(Collected data entries)
▼▼▼
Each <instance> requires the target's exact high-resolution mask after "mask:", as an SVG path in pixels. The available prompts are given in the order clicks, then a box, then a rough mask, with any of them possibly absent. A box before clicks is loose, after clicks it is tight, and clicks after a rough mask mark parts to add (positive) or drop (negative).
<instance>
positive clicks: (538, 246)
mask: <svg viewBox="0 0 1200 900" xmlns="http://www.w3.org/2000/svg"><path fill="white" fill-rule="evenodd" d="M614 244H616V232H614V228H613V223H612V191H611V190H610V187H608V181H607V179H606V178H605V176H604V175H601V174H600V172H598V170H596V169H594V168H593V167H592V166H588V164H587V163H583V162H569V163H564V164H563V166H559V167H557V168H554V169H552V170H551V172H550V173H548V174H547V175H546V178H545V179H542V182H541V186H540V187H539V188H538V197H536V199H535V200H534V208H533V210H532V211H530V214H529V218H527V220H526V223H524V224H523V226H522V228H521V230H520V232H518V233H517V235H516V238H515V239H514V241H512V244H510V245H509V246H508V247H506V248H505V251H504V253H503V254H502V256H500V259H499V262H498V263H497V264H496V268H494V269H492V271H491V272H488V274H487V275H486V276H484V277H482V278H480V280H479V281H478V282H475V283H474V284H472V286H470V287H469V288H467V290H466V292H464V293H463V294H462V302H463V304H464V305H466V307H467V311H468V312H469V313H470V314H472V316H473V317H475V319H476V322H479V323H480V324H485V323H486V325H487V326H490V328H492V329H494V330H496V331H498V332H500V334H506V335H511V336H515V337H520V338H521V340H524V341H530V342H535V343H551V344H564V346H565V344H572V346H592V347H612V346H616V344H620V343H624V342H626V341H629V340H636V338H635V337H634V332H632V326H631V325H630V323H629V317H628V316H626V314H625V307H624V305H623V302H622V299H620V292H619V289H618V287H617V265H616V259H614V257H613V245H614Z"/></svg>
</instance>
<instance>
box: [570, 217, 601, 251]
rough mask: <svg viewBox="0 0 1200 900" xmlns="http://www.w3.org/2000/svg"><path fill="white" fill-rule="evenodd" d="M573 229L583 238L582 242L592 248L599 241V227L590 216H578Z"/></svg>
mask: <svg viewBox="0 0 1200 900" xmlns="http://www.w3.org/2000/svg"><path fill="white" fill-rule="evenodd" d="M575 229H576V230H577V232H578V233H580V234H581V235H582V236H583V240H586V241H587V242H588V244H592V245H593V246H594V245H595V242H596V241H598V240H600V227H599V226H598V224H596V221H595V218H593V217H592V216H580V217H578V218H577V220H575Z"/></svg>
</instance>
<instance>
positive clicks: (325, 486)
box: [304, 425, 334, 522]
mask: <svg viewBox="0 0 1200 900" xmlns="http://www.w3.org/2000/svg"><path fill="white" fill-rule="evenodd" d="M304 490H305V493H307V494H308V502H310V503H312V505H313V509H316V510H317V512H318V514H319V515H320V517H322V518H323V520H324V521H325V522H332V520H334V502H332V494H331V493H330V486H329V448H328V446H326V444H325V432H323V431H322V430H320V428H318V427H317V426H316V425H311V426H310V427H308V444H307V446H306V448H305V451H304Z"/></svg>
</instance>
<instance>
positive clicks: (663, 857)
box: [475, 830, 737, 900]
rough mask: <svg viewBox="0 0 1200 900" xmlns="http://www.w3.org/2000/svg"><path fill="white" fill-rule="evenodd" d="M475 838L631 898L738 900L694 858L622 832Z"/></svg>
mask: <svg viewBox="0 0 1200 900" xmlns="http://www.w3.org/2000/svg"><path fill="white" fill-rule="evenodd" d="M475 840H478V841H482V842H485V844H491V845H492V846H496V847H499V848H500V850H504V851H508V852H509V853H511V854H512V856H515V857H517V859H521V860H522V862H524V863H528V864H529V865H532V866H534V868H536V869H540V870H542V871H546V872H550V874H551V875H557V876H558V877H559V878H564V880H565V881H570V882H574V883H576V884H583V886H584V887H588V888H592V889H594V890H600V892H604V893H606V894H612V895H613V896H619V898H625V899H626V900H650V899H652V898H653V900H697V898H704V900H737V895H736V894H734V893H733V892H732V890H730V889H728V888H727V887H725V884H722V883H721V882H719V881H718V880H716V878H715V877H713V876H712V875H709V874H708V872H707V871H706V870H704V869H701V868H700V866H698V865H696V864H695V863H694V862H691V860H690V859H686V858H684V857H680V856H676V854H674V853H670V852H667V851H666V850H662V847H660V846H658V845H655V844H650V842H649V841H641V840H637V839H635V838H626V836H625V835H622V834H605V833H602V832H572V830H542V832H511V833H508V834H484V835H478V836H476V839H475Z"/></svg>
▲▲▲
:: Work request ::
Reproduce the lines verbatim, from the first line of the records through the line containing "positive clicks: (538, 246)", both included.

:: Solution to the problem ::
Each <instance> requires the target's exact high-resolution mask after "mask:", as an SVG path in pixels. The available prompts are given in the order clicks, then a box, then a rough mask, with any of them possibly absent. A box before clicks is loose, after clicks it is tight, and clicks after a rough mask mark parts to add (positive) or drop (negative).
<instance>
positive clicks: (538, 246)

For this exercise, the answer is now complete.